[Dataset excerpts Boundary: Start]
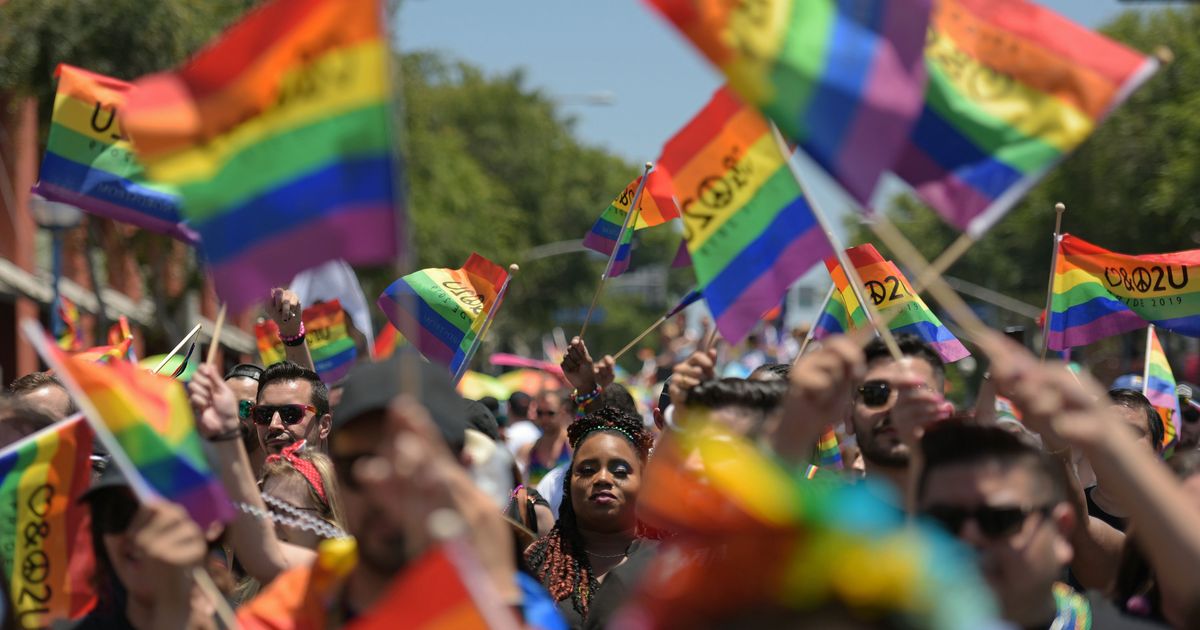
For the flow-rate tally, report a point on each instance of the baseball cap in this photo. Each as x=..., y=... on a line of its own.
x=371, y=387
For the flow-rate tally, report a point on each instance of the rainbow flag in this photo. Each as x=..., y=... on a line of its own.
x=749, y=229
x=441, y=311
x=279, y=137
x=1013, y=88
x=844, y=81
x=72, y=335
x=90, y=165
x=45, y=539
x=431, y=593
x=893, y=298
x=333, y=349
x=603, y=235
x=1098, y=293
x=151, y=419
x=1158, y=385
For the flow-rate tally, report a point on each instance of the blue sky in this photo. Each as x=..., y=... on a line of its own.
x=575, y=48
[Dataset excerpts Boundary: End]
About this task:
Everything from the line holding "of the rainbow" through the final line of the material must be given again exactly, and nothing outside that stretch.

Solution for this exercise:
For the flow-rate tally, report a point on each instance of the rainbow flag in this photo. Each as x=..., y=... on a line of its own.
x=749, y=229
x=441, y=311
x=279, y=137
x=1013, y=88
x=844, y=81
x=72, y=335
x=90, y=165
x=45, y=539
x=431, y=593
x=893, y=298
x=333, y=349
x=603, y=235
x=1098, y=293
x=151, y=419
x=1158, y=385
For the flow-rate tally, report a point on each instance of the blue sky in this photo. Each as x=..., y=... on a line of its own.
x=575, y=48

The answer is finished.